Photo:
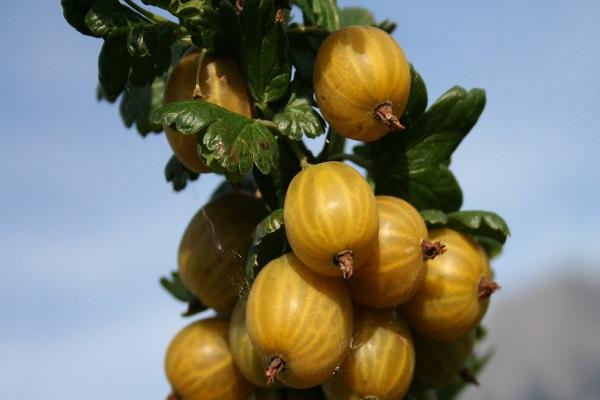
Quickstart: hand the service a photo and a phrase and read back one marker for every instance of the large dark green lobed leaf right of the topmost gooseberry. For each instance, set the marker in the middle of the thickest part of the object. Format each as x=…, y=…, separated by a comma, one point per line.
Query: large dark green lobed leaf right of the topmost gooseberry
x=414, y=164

* * *

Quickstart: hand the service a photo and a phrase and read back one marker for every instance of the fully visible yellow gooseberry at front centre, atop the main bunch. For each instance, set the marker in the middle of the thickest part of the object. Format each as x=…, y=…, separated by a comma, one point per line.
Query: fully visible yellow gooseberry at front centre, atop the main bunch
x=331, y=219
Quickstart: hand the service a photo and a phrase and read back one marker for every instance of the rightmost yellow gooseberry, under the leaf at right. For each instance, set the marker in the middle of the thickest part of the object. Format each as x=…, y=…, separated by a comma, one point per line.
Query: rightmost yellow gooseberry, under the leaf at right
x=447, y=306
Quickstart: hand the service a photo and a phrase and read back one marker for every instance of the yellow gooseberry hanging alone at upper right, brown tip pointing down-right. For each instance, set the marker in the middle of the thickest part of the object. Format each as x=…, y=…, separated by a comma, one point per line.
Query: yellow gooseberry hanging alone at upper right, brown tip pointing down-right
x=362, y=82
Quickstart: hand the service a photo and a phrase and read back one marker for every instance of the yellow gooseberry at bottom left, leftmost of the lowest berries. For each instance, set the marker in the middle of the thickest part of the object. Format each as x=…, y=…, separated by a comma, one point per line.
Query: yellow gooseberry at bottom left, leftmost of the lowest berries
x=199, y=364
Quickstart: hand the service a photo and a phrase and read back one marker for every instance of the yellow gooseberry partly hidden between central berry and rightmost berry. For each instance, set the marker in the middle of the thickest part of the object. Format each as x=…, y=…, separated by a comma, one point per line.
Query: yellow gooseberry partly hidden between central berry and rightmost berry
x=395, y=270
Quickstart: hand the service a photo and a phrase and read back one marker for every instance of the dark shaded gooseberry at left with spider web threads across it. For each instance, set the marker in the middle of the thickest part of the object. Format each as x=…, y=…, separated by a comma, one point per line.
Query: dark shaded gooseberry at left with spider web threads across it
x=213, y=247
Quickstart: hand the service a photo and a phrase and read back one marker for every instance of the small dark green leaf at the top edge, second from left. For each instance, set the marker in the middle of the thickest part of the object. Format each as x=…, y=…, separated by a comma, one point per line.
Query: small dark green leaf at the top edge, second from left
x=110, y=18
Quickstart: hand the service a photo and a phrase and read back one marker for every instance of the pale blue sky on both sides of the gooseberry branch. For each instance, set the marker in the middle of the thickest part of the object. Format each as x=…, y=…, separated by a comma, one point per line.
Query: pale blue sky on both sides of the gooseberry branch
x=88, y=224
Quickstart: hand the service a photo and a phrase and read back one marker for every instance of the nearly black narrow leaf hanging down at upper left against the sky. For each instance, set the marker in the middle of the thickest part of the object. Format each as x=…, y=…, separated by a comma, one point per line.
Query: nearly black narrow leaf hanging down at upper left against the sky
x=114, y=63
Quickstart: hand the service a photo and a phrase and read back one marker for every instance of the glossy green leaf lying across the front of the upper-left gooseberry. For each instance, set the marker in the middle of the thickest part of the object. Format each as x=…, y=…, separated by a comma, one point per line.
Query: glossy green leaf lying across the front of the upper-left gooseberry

**TASK REQUIREMENTS**
Set down only the lines above that fall between the line holding "Query: small dark" and the line holding "Query: glossy green", inclusive, keeping each exact.

**ANSWER TO THIS EXERCISE**
Query: small dark green leaf at the top edge, second from left
x=110, y=18
Quickstart: hand the service a photo and a phrase and read back one marker for every instance of the pale blue sky on both sides of the gooseberry branch. For each instance, set the marker in the middle of the thickest part of the object. Format each as x=…, y=…, separated by a comma, one point per line.
Query: pale blue sky on both sides of the gooseberry branch
x=88, y=224
Quickstart: hand the service a photo and a phrase and read back one marker for every instance of the nearly black narrow leaf hanging down at upper left against the sky. For each instance, set the marker in the middle of the thickest part of the object. Format each as x=…, y=…, separated by a comma, one point per line.
Query: nearly black narrow leaf hanging down at upper left against the sky
x=114, y=63
Quickstart: hand the service a photo and a phrase and read back one marker for every instance of the glossy green leaf lying across the front of the upper-left gooseberry. For each instance, set the marker in the middle of the thickest part of the object. Format each as x=…, y=…, separated by a comma, one point per line.
Query: glossy green leaf lying across the front of the upper-left gooseberry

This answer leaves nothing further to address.